═══ Source data

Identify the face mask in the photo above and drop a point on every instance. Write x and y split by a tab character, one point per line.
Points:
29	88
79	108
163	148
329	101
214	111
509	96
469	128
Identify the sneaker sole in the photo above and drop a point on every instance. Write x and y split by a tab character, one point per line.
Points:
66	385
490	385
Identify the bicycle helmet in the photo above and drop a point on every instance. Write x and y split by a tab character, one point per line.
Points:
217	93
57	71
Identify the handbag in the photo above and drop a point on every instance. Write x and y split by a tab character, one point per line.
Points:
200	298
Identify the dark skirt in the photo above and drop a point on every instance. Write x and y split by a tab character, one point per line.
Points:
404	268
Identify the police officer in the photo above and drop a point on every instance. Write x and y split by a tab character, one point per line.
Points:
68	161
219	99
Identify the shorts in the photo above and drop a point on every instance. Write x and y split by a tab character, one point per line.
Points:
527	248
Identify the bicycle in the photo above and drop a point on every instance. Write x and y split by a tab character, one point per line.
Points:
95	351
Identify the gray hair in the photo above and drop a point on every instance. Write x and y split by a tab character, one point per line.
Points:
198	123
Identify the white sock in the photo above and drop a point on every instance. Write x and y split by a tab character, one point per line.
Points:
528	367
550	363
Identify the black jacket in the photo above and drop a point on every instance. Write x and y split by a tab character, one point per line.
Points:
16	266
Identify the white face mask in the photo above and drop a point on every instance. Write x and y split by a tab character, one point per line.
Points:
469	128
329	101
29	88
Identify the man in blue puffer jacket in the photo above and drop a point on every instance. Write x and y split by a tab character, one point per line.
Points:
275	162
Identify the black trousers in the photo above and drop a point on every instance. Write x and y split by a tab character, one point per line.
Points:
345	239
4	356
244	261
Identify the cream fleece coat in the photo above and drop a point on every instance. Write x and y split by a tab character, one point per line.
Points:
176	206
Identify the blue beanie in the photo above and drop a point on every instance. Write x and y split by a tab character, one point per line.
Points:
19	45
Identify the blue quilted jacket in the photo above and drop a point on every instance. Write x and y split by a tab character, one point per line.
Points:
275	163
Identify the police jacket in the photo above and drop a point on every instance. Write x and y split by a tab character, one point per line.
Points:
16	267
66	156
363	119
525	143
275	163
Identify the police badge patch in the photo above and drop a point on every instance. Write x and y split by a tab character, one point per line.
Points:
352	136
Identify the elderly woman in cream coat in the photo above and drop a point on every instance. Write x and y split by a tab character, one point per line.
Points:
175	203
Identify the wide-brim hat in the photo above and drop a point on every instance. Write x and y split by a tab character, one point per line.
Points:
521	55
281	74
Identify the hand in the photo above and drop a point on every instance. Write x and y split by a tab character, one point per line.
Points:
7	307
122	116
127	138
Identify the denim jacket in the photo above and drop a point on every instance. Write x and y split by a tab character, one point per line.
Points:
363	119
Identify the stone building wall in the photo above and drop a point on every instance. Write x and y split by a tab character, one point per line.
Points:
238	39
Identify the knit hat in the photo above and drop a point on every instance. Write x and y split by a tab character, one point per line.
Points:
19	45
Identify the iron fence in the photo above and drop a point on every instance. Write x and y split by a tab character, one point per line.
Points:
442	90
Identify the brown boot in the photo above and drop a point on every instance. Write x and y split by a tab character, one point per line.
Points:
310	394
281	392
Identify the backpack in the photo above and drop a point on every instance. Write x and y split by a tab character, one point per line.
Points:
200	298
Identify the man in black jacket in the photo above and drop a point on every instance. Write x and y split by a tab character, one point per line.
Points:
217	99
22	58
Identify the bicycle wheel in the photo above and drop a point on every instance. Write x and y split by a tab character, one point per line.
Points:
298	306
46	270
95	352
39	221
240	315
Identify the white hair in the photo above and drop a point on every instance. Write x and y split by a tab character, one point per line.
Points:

══════

What this task involves: Copy each line containing the word "police" from the data.

Written solution:
Identify the police officer in the photo above and drop a point on every instance. Write x and y split by a tab character, one point per line.
Identify the police jacket in the photo above and drop a point on every instance. Write x and y split by a tab character, one point per line.
Identify the police badge patch in the photo above and drop a point on every instance. Write x and y split by a tab character, one point per line.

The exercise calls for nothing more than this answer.